## SET PROBLEM A:
Which wire colors are named in the forum thread about the jet ski key post? Give each color once.
## SET PROBLEM B:
Resume the forum thread about the jet ski key post, continuing past its final sentence.

## SOURCE EXCERPT:
* Start *
Depress the Start/Stop Button with no key. No instrumentation every time.
This is normal for your year/model. Only the older and newer skis wake up when pressing the start button.
Place key on post. No lights and no beeps. Depress the Start/Stop button, does not start and no double beeps and no lights on the instruments.
Just like not putting the key on. So either bad connection or bad post or key. Have seen lots of both.
 
Thank you ski-d00 for your feedback. I do have an open circuit between the Bl/Pu wire and Bl coming from the post with the key on. This must be from the second set of reed switches in the post. And it is open solid yet from time to time something happens and I get two beeps. Now this would make since IF that reed switch does not need to be closed while the ski is running. Do you or anyone else know how that circuit works once the switch is made. It goes to the 30 amp relay and does???????? And does it interact with the stop/start switch?
 
The Black and Black/Purple circuit at the DESS harness is what supplies power to your ECU to wake it up as soon as any key is put on the post and has to be 0 ohms with the key on. It will never run at all with this circuit open. It doesn't have to be the correct key which is what the other circuit checks for the matching code of the chip in your key. It does not interact with the start/stop switch, separate circuit to the ECU that activates starter.

The way the posts typically fail is exactly how you describe. They will start to not recognize putting the key on sometimes and the key will have to be removed and put back on. Eventually, it won't recognize it at all.
 
This is an awesome update. Again, thanks ski d00 for your feedback, much appreciated! There is a shop that has a post in stock and will be picking it up on Saturday. Hopefully will get installed next week between household chores and putting brakes on my son's car. Since you have placed many and I have not placed any if you have a trick or 2 to share that would be great.
 
To confirm that your post is bad, you should first try a different key to see if it wakes up. Next, put a jumper at the harness connector between the black and black/purple and see if it wakes up. You can also connect the white/gray and black/yellow wires at the connector to the 2 contacts in your key which will then allow the ski to start and run completely bypassing the post.

When I change posts, I'll either replace the entire harness with one I already have or buy one on ebay cheaply or I'll remove the terminals from the connector and fish the wires through the harness sheaths then crimp new terminals on the wires and put back into the connectors to recreate the harness assembly exactly as OEM. Of course, nobody else ever seems to do this. What they do is cut the wires just after the post and use butt connectors which works fine as long as they use waterproof heat shrink connectors and ideally soldier each wire connection. Doing it this way makes it simple and fast since all you wil need to do is separate the steering housing and do it while sitting on the seat.
* End *
## Entries drawn from a collection:
* Start *
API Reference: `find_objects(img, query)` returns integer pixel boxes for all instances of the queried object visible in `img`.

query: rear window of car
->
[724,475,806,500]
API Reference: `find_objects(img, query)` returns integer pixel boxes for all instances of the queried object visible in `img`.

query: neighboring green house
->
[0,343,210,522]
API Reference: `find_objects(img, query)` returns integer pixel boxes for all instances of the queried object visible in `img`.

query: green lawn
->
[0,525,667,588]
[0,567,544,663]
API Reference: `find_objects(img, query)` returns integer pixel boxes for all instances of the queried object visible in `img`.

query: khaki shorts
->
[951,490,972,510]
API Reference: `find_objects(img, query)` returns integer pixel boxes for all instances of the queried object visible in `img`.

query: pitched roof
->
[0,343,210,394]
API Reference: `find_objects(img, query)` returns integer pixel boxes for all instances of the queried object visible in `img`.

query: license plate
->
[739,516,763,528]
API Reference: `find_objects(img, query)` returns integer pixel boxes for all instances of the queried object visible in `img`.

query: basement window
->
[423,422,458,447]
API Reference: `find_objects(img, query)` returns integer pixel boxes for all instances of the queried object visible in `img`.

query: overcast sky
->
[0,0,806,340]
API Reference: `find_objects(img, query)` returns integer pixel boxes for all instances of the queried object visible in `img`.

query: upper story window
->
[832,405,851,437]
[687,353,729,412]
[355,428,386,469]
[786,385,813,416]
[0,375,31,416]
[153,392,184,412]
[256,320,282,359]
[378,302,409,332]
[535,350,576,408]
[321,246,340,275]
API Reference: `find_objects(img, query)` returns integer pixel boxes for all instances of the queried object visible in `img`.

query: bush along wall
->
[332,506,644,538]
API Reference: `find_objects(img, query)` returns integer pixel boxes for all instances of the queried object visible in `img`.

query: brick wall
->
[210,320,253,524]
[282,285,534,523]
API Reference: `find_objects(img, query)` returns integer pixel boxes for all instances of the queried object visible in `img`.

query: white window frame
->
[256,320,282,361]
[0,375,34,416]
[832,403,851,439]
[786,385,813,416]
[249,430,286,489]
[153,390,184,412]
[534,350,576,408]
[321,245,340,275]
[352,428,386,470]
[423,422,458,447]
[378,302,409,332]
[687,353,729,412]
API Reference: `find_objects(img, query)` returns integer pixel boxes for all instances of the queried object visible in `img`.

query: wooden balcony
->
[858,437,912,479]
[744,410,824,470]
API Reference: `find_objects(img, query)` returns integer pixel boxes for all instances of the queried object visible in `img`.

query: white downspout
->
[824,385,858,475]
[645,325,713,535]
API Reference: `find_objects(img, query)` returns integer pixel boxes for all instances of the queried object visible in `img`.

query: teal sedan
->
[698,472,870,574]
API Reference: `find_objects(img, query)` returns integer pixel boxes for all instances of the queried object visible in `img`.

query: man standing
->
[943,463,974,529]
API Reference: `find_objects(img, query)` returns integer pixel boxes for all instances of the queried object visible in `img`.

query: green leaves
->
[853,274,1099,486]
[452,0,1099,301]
* End *
## EXERCISE ANSWER A:
- Black
- Black/purple
- White/gray
- Black/yellow

## EXERCISE ANSWER B:
Thanks for the follow-up... much appreciated and the dialog is awesome. So once you advised that the function of BL with PU tracer from the post I was comfortable with jumpering it out and did complete a failure validation. And as you suspected and advised it is a bad post. So since I am the type that really hates doing things twice I normally will use OEM parts unless someone advises me of a better solution based on experience. I do this since most parts are engineered and manufactured to specifications and design. It is always possible that the manufacturer of a component can sell / distribute product sold to the OEM, but that is rare. But open to suggestions if you have one. As for installing, I would be lying if I did not say I thought about using butt connectors with solder and shrink-wrapped. I have fixed many trim and tilt indicators for merc-cruiser stern drives with them. However, I have read a ton of posts here that report fishing the wire through is fairly easy but I never was handy at putting new terminal ends on and getting to fit back in the connector. I think that is an art all by itself. So as far as installing the new post I will wait till I get the new post and look at the job at hand and make a decision on what I going to do then. Please know I really appreciate your feedback. Lastly the key. I knew it was not going to be the key, I have 3 of them and did not believe that all 3 could be bad. In addition, I did see a post here on the forum that suggested validating the key through a resistance check. I did run that check on all 3 keys. All 3 had about the same level of resistance, well under 10 ohms. I no longer have the link to that post but adding the verbiage below:
There are a few things you can do to test the key itself, clean it first with a Q-tip dipped in alcohol and make sure the two sides and one top contacts are in place and clean.

You should see continuity between both of the ground contacts in the side body of the key, and using the red test lead on either of the side ground contacts and the black test lead on the top center contact you should see less than 10 ohms of resistance on the IC serial chip.

I find any more than 10 ohms on the IC chip usually causes intermittent or complete failure of the key to work properly with a MPEM module, my shop version of Cardeo Pro will read keys up to about 20 ohms of resistance and program them to modules every time but the MPEM won't recognize them reliably in normal operation.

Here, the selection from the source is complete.